MATERIAL TO PROCESS:
───

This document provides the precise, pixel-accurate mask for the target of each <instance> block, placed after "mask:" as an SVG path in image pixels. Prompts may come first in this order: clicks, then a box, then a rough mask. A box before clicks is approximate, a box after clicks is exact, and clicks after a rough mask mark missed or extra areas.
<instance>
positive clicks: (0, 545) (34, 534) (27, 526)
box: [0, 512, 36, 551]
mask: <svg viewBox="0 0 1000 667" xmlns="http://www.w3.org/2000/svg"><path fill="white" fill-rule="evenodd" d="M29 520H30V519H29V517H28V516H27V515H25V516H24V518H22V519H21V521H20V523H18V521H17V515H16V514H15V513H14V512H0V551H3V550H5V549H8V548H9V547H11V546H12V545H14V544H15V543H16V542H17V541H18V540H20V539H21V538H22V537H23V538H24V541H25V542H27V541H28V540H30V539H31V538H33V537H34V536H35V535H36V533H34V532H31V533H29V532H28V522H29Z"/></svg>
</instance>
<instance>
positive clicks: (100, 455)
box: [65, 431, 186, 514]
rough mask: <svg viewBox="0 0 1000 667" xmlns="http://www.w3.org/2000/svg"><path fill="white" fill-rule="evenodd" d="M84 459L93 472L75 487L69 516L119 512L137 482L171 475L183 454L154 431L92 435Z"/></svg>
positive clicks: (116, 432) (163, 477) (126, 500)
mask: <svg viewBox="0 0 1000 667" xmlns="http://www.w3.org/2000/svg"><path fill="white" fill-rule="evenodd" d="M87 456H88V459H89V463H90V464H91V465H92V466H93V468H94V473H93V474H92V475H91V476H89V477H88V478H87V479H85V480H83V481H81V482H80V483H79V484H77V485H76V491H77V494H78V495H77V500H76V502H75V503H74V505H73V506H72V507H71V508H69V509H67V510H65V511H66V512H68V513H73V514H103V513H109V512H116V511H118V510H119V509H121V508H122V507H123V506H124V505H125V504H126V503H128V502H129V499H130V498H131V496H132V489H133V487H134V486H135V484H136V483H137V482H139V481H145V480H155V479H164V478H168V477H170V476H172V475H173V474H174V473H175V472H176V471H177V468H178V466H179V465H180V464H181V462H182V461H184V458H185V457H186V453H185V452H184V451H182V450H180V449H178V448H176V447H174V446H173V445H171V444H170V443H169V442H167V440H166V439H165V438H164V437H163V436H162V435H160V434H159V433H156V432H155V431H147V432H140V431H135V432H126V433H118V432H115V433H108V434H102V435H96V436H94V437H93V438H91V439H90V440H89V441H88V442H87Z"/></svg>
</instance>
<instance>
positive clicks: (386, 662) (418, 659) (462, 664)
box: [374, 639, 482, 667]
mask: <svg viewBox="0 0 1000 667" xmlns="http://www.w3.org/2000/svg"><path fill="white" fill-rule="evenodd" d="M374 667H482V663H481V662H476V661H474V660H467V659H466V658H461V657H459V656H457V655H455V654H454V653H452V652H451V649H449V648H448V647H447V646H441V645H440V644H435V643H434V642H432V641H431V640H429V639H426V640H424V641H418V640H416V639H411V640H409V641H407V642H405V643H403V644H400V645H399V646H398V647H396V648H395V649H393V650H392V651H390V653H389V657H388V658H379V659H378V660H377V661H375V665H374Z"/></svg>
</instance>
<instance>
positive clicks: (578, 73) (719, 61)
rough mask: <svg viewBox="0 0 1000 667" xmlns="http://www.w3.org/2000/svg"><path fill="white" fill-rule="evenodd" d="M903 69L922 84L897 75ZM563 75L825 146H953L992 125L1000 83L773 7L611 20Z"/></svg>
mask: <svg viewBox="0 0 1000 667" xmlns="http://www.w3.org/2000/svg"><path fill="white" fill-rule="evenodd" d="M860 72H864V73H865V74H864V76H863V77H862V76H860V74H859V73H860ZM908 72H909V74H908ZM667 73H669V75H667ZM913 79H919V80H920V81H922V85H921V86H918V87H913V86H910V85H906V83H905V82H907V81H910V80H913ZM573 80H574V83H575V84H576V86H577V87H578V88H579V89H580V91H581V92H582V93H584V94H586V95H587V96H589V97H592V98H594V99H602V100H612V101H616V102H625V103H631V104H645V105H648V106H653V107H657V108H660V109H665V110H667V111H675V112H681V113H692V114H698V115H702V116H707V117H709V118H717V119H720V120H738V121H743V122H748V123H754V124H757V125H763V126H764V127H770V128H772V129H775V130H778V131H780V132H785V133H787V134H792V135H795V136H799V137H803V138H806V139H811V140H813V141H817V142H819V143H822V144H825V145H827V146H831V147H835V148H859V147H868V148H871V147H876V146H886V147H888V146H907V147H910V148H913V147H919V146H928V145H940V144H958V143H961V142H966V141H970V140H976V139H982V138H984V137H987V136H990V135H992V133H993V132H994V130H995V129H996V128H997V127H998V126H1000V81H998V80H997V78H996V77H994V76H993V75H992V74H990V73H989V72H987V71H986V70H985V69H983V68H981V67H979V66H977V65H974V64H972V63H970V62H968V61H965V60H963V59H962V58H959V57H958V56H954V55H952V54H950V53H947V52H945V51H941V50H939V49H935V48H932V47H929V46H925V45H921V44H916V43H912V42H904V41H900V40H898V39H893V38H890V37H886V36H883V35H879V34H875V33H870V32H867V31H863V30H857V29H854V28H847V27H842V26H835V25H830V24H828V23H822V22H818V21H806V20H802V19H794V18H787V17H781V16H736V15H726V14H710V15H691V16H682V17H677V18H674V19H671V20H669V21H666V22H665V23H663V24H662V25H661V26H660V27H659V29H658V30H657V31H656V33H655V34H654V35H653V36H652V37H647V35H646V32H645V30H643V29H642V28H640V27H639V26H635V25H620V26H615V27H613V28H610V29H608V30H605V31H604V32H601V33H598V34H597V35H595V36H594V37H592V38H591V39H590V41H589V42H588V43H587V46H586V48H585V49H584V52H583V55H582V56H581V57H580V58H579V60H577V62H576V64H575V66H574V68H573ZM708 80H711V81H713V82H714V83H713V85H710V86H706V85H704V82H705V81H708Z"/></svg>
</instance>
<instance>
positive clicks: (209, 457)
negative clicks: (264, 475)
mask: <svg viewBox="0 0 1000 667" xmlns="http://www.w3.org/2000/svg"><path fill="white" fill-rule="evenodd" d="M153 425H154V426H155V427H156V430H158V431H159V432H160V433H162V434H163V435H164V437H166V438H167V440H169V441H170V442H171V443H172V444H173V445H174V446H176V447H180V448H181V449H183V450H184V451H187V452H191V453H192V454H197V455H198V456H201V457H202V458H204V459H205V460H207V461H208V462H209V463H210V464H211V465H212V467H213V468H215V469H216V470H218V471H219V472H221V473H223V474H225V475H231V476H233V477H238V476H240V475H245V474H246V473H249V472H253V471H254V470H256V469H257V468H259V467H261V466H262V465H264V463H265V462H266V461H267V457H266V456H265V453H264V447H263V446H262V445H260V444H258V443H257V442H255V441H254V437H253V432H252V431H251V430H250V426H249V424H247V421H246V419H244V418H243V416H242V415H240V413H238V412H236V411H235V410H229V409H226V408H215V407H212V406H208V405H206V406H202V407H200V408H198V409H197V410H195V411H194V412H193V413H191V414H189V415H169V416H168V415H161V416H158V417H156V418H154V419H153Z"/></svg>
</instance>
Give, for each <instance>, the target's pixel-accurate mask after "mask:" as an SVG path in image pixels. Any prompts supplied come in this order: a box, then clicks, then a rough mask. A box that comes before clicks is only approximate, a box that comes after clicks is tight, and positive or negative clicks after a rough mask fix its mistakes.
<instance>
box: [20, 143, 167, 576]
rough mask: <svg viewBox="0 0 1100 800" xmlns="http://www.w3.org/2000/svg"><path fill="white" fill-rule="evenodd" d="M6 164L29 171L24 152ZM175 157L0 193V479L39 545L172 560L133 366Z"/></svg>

───

TASK GOAL: Repeat the listing above exactly. Add nothing.

RESPONSE FOR THIS EXERCISE:
This document provides the precise, pixel-accurate mask for the target of each <instance> block, placed after "mask:" as an SVG path in image pixels. Prompts may come first in this order: clicks, then a box, then a rough mask. A box before clicks is approximate, a box after clicks is exact, and clicks after a rough mask mark missed or extra areas.
<instance>
positive clicks: (0, 545) (34, 534) (27, 526)
box: [0, 512, 36, 551]
mask: <svg viewBox="0 0 1000 667" xmlns="http://www.w3.org/2000/svg"><path fill="white" fill-rule="evenodd" d="M29 520H30V519H29V517H28V516H27V515H25V516H24V518H22V519H21V521H20V523H18V521H17V515H16V514H15V513H14V512H0V551H3V550H5V549H8V548H9V547H11V546H12V545H14V544H15V543H16V542H17V541H18V540H20V539H21V538H22V537H23V538H24V541H25V542H27V541H28V540H30V539H31V538H33V537H34V536H35V535H36V533H34V532H31V533H29V532H28V522H29Z"/></svg>
</instance>
<instance>
positive clicks: (100, 455)
box: [65, 431, 186, 514]
rough mask: <svg viewBox="0 0 1000 667" xmlns="http://www.w3.org/2000/svg"><path fill="white" fill-rule="evenodd" d="M84 459L93 472L75 487L69 516L119 512L137 482L171 475L183 454L154 431L92 435Z"/></svg>
positive clicks: (116, 432) (163, 477) (126, 500)
mask: <svg viewBox="0 0 1000 667" xmlns="http://www.w3.org/2000/svg"><path fill="white" fill-rule="evenodd" d="M87 456H88V459H89V463H90V464H91V465H92V466H93V468H94V473H93V474H92V475H91V476H89V477H88V478H87V479H85V480H83V481H81V482H80V483H79V484H77V485H76V491H77V494H78V495H77V500H76V502H75V503H74V505H73V506H72V507H71V508H69V509H67V510H65V511H66V512H68V513H73V514H103V513H109V512H116V511H118V510H119V509H121V508H122V507H123V506H124V505H125V504H126V503H128V502H129V499H130V498H131V496H132V489H133V487H134V486H135V484H136V483H137V482H139V481H145V480H155V479H164V478H168V477H170V476H172V475H173V474H174V473H175V472H176V471H177V468H178V466H179V465H180V464H181V462H182V461H184V458H185V457H186V453H185V452H184V451H182V450H180V449H178V448H176V447H174V446H173V445H171V444H170V443H169V442H167V440H166V439H165V438H164V437H163V436H162V435H160V434H159V433H156V432H155V431H147V432H140V431H135V432H126V433H118V432H115V433H108V434H102V435H96V436H94V437H93V438H91V439H90V440H89V441H88V442H87Z"/></svg>
</instance>
<instance>
positive clicks: (386, 662) (418, 659) (462, 664)
box: [374, 639, 482, 667]
mask: <svg viewBox="0 0 1000 667" xmlns="http://www.w3.org/2000/svg"><path fill="white" fill-rule="evenodd" d="M374 667H482V663H481V662H476V661H474V660H467V659H466V658H461V657H459V656H457V655H455V654H454V653H452V652H451V649H449V648H448V647H447V646H441V645H440V644H435V643H434V642H432V641H431V640H429V639H426V640H424V641H418V640H416V639H411V640H409V641H407V642H405V643H403V644H400V645H399V646H398V647H396V648H395V649H393V650H392V651H390V653H389V657H388V658H379V659H378V660H377V661H375V665H374Z"/></svg>
</instance>
<instance>
positive clicks: (578, 73) (719, 61)
rough mask: <svg viewBox="0 0 1000 667" xmlns="http://www.w3.org/2000/svg"><path fill="white" fill-rule="evenodd" d="M903 69L922 84L897 75ZM563 75L825 146H953L992 125L1000 83L773 7L611 20Z"/></svg>
mask: <svg viewBox="0 0 1000 667" xmlns="http://www.w3.org/2000/svg"><path fill="white" fill-rule="evenodd" d="M860 72H864V73H865V74H864V76H863V77H862V76H860V74H859V73H860ZM908 72H909V74H908ZM667 73H669V75H667ZM913 79H919V80H920V81H922V85H921V86H918V87H913V86H910V85H906V83H905V82H907V81H910V80H913ZM573 80H574V83H575V84H576V86H577V87H578V88H579V89H580V91H581V92H582V93H584V94H586V95H587V96H589V97H592V98H594V99H602V100H612V101H616V102H625V103H631V104H645V105H648V106H653V107H657V108H660V109H665V110H667V111H675V112H681V113H692V114H698V115H702V116H707V117H709V118H717V119H720V120H738V121H743V122H748V123H754V124H757V125H763V126H764V127H770V128H772V129H775V130H778V131H780V132H785V133H787V134H792V135H795V136H799V137H803V138H806V139H811V140H813V141H817V142H819V143H822V144H825V145H827V146H831V147H835V148H859V147H868V148H871V147H876V146H886V147H888V146H907V147H910V148H913V147H919V146H928V145H940V144H958V143H961V142H966V141H970V140H976V139H982V138H984V137H987V136H990V135H992V133H993V132H994V130H995V129H996V128H997V127H998V126H1000V81H998V80H997V78H996V77H994V76H993V75H992V74H990V73H989V72H987V71H986V70H985V69H983V68H981V67H979V66H977V65H974V64H972V63H970V62H968V61H965V60H963V59H962V58H959V57H958V56H954V55H952V54H950V53H947V52H945V51H941V50H939V49H935V48H932V47H929V46H925V45H921V44H916V43H912V42H904V41H900V40H898V39H893V38H890V37H886V36H883V35H879V34H875V33H870V32H867V31H863V30H857V29H854V28H847V27H842V26H835V25H830V24H828V23H822V22H818V21H806V20H802V19H794V18H787V17H781V16H736V15H726V14H710V15H691V16H682V17H677V18H674V19H671V20H669V21H666V22H665V23H663V24H662V25H661V26H660V27H659V29H658V30H657V31H656V33H655V34H654V35H653V36H652V37H647V35H646V32H645V30H643V29H642V28H640V27H639V26H635V25H620V26H615V27H613V28H610V29H608V30H605V31H604V32H601V33H598V34H597V35H595V36H594V37H592V38H591V39H590V41H589V42H588V43H587V46H586V48H585V49H584V52H583V55H582V56H581V57H580V58H579V60H577V62H576V64H575V66H574V68H573ZM708 80H711V81H713V82H714V83H713V85H710V86H706V85H704V82H705V81H708Z"/></svg>
</instance>
<instance>
positive clicks: (209, 457)
negative clicks: (264, 475)
mask: <svg viewBox="0 0 1000 667" xmlns="http://www.w3.org/2000/svg"><path fill="white" fill-rule="evenodd" d="M153 425H154V426H155V427H156V430H158V431H159V432H160V433H162V434H163V435H164V437H166V438H167V440H169V441H170V442H171V443H172V444H173V445H174V446H176V447H180V448H181V449H183V450H184V451H187V452H191V453H192V454H197V455H198V456H201V457H202V458H204V459H205V460H207V461H208V462H209V463H210V464H211V465H212V467H213V468H215V469H216V470H218V471H219V472H221V473H223V474H225V475H231V476H233V477H238V476H240V475H245V474H246V473H249V472H253V471H254V470H256V469H257V468H259V467H261V466H262V465H264V463H265V462H266V461H267V457H266V456H265V453H264V447H263V446H262V445H260V444H258V443H257V442H255V441H254V437H253V432H252V431H251V430H250V426H249V424H247V421H246V419H244V418H243V416H242V415H240V413H238V412H236V411H235V410H229V409H226V408H215V407H212V406H208V405H206V406H202V407H200V408H198V409H197V410H195V411H194V412H193V413H191V414H189V415H169V416H168V415H161V416H158V417H156V418H154V419H153Z"/></svg>
</instance>
Give, for each <instance>, the target's pixel-accurate mask after "mask:" as an SVG path in image pixels. Any prompts supplied come in this order: a box, then clicks, then a rough mask. A box that comes before clicks is only approximate, a box that comes after clicks is tight, and positive or negative clicks after a rough mask fix its mistakes.
<instance>
box: [20, 143, 167, 576]
rough mask: <svg viewBox="0 0 1100 800" xmlns="http://www.w3.org/2000/svg"><path fill="white" fill-rule="evenodd" d="M6 164L29 171L24 152ZM175 157L0 193V479L39 545L172 560L133 366Z"/></svg>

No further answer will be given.